**The task**
Copy the lines below exactly, starting at the one with "point(259, 175)" and ending at the one with "point(1, 80)", and leave out any picture.
Start of Information
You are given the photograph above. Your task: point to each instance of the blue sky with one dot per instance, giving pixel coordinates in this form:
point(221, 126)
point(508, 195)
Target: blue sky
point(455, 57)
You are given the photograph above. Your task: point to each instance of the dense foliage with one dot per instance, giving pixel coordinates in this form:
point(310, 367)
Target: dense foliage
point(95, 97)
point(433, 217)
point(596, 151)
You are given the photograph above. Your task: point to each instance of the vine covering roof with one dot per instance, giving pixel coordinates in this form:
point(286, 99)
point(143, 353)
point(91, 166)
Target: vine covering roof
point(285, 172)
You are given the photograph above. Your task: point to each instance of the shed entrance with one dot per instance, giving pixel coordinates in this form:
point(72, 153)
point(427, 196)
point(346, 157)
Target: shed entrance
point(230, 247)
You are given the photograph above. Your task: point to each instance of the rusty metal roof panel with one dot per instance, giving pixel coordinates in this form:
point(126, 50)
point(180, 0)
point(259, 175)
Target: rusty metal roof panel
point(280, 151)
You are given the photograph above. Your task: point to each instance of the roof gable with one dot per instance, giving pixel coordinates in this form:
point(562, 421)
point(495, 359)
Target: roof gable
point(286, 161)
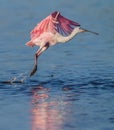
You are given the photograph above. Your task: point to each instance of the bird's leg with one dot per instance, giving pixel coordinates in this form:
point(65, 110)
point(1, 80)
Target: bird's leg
point(36, 58)
point(85, 30)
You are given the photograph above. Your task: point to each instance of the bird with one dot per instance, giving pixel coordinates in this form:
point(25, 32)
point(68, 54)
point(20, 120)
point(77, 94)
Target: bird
point(54, 29)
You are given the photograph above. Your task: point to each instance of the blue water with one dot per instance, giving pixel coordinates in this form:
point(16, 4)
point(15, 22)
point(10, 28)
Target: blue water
point(73, 88)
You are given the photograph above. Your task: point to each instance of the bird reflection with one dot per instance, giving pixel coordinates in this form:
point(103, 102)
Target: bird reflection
point(46, 113)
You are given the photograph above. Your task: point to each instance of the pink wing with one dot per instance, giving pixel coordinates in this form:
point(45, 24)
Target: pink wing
point(63, 25)
point(54, 23)
point(45, 25)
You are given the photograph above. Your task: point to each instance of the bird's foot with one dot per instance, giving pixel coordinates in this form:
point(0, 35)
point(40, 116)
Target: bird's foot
point(33, 71)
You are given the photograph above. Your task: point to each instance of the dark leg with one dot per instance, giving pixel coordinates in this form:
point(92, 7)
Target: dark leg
point(36, 58)
point(85, 30)
point(35, 66)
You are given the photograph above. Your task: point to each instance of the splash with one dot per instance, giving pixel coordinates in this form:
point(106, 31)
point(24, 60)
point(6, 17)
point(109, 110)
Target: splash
point(21, 78)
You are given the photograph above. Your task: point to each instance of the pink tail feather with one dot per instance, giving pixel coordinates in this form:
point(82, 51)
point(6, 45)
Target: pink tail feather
point(30, 43)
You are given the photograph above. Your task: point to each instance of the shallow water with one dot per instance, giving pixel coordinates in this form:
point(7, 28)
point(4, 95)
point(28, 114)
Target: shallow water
point(73, 88)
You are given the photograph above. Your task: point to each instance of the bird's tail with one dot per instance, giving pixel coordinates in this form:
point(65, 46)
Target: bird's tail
point(30, 43)
point(85, 30)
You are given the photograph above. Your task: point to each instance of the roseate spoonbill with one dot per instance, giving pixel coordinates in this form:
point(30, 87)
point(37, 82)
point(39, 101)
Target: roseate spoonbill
point(54, 29)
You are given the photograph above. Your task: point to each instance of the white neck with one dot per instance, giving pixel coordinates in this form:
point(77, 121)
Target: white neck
point(64, 39)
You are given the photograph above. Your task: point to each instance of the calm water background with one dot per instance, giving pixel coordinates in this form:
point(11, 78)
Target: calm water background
point(74, 86)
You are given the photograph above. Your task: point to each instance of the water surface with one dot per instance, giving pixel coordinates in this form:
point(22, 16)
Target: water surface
point(74, 86)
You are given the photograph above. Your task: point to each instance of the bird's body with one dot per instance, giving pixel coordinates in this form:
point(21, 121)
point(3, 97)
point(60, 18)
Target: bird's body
point(52, 30)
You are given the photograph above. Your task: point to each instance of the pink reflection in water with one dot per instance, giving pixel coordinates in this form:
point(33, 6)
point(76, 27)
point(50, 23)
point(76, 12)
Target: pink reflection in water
point(46, 114)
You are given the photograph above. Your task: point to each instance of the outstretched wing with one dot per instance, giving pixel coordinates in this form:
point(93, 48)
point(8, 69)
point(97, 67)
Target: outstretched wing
point(46, 25)
point(63, 25)
point(54, 23)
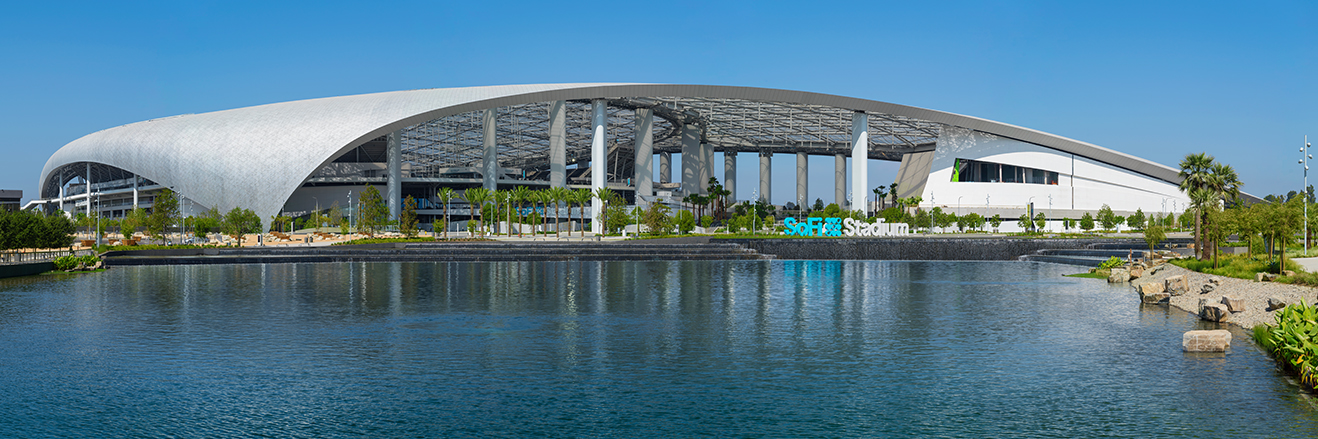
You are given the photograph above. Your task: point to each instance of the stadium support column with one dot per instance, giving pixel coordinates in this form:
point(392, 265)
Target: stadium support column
point(643, 165)
point(840, 179)
point(599, 162)
point(803, 173)
point(859, 160)
point(666, 168)
point(394, 162)
point(692, 160)
point(558, 144)
point(489, 165)
point(730, 174)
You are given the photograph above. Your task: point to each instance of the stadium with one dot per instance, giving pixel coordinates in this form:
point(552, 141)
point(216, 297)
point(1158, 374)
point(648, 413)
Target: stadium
point(294, 157)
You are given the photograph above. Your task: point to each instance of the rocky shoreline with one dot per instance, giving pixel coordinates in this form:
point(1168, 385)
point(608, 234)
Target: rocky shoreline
point(1251, 295)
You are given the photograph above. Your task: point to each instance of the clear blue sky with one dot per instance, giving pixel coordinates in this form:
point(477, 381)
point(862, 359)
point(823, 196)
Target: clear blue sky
point(1152, 79)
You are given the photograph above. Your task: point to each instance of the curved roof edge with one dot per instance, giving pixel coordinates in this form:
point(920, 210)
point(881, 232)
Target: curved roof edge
point(223, 158)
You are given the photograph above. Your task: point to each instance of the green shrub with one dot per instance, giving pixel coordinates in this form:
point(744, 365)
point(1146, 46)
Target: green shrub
point(1111, 263)
point(1292, 342)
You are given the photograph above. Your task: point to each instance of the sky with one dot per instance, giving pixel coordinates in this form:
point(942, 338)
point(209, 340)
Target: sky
point(1156, 79)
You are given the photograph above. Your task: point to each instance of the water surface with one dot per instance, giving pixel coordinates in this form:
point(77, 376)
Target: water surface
point(737, 348)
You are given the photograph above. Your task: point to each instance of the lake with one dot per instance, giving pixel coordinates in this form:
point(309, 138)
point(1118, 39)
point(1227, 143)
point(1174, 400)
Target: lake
point(734, 348)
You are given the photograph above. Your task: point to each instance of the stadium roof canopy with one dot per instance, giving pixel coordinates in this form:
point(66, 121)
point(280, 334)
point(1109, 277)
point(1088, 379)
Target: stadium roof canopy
point(257, 156)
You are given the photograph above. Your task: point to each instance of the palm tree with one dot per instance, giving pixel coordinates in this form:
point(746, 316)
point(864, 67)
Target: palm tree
point(581, 197)
point(519, 195)
point(444, 194)
point(1197, 173)
point(559, 195)
point(476, 198)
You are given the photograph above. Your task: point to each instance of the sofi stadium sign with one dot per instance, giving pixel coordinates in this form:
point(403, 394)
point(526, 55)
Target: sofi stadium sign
point(840, 227)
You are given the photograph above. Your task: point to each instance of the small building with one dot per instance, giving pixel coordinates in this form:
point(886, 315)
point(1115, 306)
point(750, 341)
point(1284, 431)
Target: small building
point(9, 199)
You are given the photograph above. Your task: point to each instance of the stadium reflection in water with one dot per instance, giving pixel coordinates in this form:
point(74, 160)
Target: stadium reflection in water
point(783, 348)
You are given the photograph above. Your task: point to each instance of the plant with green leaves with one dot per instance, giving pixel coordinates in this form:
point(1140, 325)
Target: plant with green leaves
point(1293, 342)
point(686, 222)
point(1086, 222)
point(446, 194)
point(476, 199)
point(407, 219)
point(1153, 236)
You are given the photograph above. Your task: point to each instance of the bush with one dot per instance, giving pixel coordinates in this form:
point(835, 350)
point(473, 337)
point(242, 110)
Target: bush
point(1292, 342)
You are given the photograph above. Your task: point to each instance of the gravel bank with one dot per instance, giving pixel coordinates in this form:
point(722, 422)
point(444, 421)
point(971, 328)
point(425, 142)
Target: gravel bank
point(1255, 294)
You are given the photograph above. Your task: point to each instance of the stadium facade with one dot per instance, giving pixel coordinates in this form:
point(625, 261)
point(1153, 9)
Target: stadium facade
point(299, 156)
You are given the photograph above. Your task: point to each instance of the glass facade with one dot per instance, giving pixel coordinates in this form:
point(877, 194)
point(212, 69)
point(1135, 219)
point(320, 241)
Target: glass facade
point(978, 172)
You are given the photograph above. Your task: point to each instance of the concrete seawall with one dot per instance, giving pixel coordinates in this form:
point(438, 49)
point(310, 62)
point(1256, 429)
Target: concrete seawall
point(915, 248)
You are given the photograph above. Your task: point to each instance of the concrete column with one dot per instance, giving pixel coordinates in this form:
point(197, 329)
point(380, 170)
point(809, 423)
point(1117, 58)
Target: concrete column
point(87, 193)
point(558, 144)
point(840, 179)
point(859, 160)
point(394, 168)
point(802, 178)
point(489, 165)
point(692, 160)
point(599, 161)
point(730, 175)
point(666, 168)
point(643, 166)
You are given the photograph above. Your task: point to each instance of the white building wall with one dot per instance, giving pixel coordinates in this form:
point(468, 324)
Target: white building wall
point(1082, 183)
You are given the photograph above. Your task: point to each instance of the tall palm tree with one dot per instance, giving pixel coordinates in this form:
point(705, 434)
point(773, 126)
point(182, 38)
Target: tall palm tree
point(519, 197)
point(476, 198)
point(446, 194)
point(558, 195)
point(581, 197)
point(1196, 173)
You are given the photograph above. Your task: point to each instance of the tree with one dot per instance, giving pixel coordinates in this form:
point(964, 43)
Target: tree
point(1086, 222)
point(407, 219)
point(1153, 235)
point(1106, 218)
point(476, 199)
point(686, 222)
point(657, 219)
point(164, 211)
point(1136, 220)
point(446, 194)
point(1196, 174)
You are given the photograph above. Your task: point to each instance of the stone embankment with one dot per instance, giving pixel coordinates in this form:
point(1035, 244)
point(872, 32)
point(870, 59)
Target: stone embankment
point(1217, 298)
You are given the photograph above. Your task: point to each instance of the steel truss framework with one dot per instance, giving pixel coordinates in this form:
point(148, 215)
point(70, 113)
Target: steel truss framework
point(454, 144)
End of Information
**Expected output**
point(259, 175)
Target: rusty metal roof panel
point(280, 151)
You are given the photograph above. Your task: point to each instance of the roof gable with one dot per instance, giving pixel coordinates in this form:
point(562, 421)
point(495, 359)
Target: roof gable
point(286, 161)
You are given the photograph above. Your task: point to each instance of the bird's leg with one dot per instance, giving pixel coordinates in this form:
point(65, 110)
point(1, 80)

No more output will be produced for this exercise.